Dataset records
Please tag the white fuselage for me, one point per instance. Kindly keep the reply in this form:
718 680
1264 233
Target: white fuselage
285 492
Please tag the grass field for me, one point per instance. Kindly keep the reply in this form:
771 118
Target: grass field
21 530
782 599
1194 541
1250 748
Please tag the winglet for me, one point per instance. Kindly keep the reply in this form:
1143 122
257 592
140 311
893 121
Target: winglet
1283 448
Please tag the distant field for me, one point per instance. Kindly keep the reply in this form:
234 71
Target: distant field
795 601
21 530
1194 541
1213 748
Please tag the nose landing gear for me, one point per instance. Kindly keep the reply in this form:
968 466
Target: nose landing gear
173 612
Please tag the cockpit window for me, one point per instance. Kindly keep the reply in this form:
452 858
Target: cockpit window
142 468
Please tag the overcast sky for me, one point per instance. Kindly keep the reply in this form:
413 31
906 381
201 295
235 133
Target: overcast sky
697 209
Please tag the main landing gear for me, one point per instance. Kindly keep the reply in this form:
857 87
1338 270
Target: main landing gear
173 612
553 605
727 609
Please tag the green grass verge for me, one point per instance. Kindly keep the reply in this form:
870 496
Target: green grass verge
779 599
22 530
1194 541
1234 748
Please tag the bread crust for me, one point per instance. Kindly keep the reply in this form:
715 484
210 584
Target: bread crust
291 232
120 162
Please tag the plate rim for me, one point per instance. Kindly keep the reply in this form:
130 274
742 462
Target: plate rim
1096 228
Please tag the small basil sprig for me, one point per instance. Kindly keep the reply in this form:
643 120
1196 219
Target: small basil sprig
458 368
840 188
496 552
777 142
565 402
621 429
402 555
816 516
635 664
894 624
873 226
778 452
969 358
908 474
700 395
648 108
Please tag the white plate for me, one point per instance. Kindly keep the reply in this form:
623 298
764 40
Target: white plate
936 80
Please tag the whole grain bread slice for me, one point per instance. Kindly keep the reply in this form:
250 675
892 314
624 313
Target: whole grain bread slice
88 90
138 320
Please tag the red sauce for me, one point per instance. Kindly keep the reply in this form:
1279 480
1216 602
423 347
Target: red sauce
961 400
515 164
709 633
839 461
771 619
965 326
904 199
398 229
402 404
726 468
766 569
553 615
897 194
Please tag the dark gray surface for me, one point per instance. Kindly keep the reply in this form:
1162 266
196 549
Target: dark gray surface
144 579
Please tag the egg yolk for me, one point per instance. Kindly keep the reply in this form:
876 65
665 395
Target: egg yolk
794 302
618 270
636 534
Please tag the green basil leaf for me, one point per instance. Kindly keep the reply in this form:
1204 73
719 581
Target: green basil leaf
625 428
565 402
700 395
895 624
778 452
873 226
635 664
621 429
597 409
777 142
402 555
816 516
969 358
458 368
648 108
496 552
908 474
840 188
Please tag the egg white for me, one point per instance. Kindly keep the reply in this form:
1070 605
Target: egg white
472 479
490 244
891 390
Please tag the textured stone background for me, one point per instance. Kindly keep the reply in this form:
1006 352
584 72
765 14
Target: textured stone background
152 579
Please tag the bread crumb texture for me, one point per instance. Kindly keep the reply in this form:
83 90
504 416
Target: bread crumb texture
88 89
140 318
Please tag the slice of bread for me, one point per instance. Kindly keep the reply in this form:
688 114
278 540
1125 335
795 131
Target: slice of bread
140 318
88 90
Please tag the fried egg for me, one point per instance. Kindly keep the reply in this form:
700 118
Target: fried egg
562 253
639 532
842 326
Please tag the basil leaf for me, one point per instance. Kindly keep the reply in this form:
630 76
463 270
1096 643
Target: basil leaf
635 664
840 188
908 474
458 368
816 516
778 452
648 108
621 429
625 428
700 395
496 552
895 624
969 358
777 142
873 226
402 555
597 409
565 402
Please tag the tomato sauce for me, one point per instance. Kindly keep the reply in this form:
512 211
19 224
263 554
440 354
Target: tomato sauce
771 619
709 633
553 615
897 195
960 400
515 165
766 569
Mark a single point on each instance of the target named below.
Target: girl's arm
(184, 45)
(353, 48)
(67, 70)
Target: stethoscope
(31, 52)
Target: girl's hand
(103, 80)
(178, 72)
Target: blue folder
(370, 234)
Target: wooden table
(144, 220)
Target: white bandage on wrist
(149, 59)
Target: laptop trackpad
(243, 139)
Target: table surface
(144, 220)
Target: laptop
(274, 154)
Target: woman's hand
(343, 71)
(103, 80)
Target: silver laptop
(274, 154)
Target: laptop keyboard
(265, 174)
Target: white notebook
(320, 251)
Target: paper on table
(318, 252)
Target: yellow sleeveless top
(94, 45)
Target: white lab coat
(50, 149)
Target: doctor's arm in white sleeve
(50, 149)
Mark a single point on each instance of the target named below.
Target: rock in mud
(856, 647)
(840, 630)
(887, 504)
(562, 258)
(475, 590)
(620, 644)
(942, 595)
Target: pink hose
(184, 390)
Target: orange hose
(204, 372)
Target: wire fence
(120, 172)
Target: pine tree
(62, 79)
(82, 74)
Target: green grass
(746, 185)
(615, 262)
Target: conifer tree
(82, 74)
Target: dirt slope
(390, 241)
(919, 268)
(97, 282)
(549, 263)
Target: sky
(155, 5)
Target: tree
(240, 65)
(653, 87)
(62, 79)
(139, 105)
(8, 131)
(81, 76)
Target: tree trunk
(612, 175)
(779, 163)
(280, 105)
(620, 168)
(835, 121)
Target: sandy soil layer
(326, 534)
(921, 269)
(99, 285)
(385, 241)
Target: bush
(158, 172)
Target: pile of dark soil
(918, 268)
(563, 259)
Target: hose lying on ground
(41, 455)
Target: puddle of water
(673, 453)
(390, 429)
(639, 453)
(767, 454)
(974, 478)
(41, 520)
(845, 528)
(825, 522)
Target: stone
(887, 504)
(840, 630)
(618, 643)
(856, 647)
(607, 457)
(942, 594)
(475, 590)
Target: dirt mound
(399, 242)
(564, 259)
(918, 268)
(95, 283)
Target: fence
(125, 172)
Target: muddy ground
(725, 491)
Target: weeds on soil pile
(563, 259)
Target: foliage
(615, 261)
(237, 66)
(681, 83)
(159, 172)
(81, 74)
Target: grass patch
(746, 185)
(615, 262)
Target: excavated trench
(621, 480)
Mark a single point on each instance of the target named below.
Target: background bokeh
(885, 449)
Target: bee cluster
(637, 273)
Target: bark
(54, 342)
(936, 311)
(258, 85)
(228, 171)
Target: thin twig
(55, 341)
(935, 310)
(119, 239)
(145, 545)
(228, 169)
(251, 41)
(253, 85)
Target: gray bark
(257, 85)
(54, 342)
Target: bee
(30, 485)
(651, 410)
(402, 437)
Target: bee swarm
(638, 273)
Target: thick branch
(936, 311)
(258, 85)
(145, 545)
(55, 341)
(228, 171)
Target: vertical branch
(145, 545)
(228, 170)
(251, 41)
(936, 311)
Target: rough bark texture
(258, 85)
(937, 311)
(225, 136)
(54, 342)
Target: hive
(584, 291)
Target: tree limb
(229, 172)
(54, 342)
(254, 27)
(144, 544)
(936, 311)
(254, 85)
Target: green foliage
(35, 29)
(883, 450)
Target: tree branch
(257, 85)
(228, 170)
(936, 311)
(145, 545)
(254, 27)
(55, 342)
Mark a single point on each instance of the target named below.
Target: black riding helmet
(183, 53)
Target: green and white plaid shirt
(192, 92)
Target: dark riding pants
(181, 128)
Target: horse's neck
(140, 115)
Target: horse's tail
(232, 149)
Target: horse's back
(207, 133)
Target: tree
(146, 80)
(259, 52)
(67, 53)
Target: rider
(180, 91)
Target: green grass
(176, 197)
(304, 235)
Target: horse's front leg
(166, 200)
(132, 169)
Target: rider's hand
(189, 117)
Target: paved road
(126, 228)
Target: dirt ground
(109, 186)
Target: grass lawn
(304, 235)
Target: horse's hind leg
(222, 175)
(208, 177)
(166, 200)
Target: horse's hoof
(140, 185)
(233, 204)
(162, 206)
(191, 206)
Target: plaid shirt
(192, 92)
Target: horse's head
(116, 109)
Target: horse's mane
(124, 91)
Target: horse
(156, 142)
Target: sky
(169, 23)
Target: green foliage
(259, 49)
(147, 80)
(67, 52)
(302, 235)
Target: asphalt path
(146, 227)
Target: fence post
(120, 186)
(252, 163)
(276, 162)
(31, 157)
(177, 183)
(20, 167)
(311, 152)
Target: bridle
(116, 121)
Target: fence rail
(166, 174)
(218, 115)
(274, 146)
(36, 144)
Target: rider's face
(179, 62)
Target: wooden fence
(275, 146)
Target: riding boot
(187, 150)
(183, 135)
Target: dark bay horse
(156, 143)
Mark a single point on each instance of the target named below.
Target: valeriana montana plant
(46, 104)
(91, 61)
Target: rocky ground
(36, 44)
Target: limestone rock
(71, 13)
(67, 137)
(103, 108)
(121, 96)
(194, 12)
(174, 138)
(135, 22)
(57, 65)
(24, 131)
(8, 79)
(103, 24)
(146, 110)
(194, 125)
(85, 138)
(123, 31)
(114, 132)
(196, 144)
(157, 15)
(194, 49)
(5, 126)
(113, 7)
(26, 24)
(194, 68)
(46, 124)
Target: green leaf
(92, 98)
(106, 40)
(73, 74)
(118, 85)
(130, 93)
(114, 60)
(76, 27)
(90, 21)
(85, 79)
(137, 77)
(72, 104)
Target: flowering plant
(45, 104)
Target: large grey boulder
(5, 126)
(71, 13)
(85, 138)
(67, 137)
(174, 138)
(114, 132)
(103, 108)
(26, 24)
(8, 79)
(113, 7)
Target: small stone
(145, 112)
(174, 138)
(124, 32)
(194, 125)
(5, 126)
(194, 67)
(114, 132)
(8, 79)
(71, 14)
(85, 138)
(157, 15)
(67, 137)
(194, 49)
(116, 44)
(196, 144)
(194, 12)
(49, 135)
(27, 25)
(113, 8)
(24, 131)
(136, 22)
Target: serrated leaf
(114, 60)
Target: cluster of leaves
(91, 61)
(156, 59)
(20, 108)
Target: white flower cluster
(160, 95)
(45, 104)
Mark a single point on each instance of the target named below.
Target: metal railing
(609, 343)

— ACTION ITEM —
Starting at the line that contains "Target: cluster of leaves", print every line through the last one of the records, exactly and with nothing else.

— RESULT BELOW —
Target: cluster of leaves
(91, 61)
(156, 59)
(20, 108)
Target: white flower cluster
(160, 95)
(45, 104)
Mark a single point on each instance of the target named below.
Target: metal railing
(609, 343)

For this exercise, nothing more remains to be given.